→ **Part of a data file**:
^^^^^^^^^^^^^^^^

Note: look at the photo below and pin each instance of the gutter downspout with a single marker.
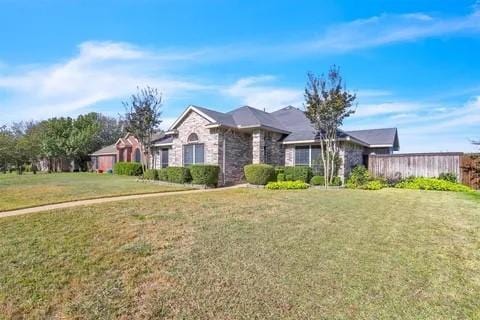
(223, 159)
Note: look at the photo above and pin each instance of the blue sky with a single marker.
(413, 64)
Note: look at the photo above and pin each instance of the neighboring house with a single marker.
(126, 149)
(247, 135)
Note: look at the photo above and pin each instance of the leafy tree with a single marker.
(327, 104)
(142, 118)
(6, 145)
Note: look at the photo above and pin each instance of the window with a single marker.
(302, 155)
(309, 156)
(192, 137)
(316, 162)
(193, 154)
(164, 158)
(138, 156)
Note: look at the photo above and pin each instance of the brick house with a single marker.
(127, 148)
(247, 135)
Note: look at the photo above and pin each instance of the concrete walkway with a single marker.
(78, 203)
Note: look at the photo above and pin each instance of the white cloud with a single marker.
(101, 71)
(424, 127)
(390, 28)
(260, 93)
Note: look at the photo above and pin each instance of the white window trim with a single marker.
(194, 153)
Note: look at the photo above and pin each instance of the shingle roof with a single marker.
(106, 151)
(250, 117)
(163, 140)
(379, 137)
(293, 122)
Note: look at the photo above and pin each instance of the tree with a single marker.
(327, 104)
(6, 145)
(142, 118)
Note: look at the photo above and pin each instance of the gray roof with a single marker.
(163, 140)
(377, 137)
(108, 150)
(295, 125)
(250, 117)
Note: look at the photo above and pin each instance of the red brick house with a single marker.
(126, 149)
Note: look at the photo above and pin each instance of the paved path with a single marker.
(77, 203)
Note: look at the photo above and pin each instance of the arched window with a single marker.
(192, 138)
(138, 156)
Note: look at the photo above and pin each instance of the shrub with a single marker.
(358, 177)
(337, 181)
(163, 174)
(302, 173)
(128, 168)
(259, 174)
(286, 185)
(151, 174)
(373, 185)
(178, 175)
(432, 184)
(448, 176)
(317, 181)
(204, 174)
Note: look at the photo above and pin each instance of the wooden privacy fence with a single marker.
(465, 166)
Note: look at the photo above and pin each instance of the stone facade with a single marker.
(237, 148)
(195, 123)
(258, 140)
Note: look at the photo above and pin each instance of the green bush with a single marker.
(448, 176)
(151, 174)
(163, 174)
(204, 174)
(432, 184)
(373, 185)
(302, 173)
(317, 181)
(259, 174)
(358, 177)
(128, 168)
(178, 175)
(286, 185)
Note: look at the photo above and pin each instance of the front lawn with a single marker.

^^^^^^^^^^^^^^^^

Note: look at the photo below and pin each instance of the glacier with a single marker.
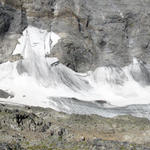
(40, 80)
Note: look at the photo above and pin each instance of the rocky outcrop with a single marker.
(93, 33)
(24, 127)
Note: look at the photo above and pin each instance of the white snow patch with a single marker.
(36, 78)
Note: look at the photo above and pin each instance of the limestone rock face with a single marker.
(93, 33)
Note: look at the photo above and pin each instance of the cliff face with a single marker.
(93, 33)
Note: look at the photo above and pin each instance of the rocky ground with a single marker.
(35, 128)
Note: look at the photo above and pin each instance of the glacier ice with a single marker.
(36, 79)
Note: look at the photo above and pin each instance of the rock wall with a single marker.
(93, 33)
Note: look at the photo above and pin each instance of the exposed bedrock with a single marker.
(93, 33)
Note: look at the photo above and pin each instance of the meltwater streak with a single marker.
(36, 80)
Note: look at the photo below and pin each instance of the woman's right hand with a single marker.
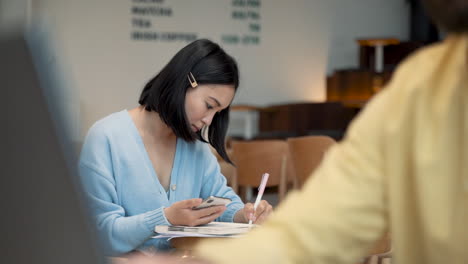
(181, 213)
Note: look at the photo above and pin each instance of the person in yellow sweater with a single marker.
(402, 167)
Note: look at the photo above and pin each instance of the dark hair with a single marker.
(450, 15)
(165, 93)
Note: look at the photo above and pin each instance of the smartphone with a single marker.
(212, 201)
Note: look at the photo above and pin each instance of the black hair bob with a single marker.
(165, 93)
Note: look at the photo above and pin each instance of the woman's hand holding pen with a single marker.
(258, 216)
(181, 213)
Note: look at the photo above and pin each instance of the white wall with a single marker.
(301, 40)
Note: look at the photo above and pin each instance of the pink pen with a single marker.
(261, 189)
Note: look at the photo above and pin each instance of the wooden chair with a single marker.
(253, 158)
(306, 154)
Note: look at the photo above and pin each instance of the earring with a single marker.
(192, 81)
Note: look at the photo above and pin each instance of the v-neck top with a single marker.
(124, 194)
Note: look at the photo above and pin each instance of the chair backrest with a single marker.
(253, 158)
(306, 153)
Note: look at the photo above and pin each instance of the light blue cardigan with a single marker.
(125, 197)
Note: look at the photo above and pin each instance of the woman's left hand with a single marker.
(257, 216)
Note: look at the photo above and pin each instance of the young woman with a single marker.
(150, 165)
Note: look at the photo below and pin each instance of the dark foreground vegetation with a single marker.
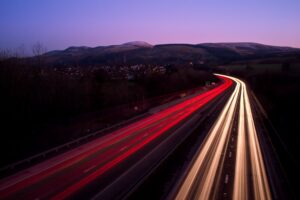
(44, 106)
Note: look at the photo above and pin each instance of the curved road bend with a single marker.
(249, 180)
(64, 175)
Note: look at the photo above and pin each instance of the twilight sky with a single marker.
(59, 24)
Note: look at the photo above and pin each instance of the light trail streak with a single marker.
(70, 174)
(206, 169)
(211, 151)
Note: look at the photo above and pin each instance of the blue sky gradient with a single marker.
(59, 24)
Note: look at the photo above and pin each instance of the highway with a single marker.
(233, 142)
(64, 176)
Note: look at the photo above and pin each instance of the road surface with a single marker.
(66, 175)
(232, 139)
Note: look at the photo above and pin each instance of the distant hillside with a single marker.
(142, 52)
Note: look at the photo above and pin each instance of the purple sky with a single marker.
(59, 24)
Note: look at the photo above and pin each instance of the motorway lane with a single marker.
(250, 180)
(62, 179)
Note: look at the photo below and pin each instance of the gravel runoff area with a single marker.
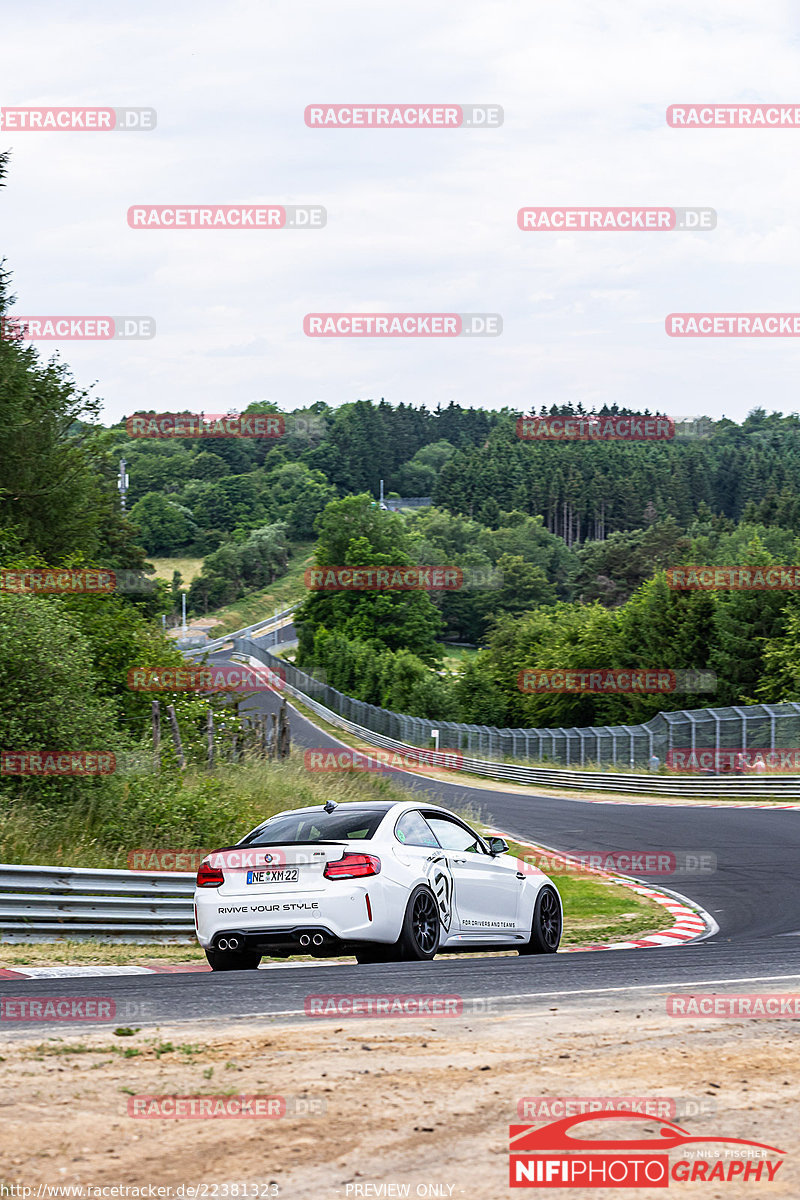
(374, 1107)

^^^^^^^^^^^^^^^^

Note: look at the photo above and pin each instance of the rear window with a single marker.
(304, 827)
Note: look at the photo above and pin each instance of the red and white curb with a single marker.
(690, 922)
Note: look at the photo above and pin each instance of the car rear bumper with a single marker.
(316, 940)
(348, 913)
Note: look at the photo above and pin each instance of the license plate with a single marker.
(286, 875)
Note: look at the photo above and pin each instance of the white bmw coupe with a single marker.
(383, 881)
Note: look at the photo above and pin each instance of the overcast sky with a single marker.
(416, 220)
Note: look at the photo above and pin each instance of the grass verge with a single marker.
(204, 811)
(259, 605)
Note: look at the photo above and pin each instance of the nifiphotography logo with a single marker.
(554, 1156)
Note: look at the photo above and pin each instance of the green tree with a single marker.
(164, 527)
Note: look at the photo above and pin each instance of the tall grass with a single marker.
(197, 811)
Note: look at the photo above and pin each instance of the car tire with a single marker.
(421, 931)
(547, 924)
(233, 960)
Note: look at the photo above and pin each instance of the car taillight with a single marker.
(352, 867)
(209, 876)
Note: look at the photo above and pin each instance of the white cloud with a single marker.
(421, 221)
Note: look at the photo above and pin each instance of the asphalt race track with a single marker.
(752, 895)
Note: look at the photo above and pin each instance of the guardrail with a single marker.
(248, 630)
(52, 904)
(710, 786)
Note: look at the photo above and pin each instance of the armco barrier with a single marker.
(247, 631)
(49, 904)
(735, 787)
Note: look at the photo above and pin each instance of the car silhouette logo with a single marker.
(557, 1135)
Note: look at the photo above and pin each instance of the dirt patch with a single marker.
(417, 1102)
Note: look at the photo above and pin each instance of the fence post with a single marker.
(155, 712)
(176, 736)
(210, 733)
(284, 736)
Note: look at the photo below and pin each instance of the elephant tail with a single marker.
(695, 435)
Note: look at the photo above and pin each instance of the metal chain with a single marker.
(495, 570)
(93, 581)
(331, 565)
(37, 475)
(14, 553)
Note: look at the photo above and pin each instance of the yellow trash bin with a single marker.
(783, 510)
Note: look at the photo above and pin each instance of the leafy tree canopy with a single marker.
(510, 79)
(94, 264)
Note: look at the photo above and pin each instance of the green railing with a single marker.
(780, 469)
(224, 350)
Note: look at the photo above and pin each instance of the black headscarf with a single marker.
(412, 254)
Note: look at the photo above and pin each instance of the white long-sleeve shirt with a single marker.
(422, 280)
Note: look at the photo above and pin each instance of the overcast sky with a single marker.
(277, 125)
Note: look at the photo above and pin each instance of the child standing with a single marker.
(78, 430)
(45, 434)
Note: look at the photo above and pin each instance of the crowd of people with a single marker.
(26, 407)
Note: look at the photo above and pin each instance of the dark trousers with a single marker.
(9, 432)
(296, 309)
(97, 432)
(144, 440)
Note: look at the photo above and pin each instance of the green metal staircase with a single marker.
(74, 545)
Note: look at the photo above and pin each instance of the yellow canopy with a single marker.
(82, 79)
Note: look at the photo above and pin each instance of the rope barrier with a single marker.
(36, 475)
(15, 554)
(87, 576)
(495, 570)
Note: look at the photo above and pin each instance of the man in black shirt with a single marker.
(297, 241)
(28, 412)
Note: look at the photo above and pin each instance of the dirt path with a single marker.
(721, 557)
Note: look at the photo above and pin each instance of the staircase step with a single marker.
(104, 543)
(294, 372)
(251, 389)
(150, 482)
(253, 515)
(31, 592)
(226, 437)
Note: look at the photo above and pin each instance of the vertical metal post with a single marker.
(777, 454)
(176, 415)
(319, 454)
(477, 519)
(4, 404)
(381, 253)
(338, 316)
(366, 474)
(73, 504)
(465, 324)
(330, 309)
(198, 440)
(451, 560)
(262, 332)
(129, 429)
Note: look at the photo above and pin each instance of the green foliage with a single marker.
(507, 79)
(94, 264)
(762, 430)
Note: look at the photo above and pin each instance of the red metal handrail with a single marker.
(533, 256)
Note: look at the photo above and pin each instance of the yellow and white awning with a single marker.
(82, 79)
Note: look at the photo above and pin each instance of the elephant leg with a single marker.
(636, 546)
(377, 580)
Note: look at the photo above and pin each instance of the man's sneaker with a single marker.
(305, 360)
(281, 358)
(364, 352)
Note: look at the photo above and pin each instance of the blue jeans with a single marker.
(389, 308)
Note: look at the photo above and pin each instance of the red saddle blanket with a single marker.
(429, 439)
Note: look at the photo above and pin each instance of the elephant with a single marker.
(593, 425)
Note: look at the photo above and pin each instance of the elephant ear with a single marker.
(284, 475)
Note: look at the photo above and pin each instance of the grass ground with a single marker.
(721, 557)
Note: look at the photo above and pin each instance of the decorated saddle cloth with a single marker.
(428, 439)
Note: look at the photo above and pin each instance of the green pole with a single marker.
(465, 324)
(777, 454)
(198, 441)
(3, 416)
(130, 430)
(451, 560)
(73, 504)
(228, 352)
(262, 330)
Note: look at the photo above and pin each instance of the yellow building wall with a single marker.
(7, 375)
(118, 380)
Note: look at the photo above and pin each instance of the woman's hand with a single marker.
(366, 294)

^^^^^^^^^^^^^^^^

Copy the rows from the one containing "highway with a single marker." through the one containing "(374, 1107)", both included, with the same wording and order. Omit the pictures.

Note: look at the photo above and pin each instance of the highway with a single marker.
(233, 142)
(64, 176)
Note: look at the photo above and pin each instance of the road surface with a single marker.
(66, 175)
(232, 139)
Note: look at the photo above and pin each instance of the distant hillside with a single marker.
(142, 52)
Note: look at the photo above and pin each instance of the purple sky with a single marker.
(59, 24)
Note: look at the photo above and pin each instance of the motorway lane with a single marker.
(250, 180)
(62, 179)
Note: look at the photo below and pin each instance of the gravel runoff area with a single marker.
(374, 1107)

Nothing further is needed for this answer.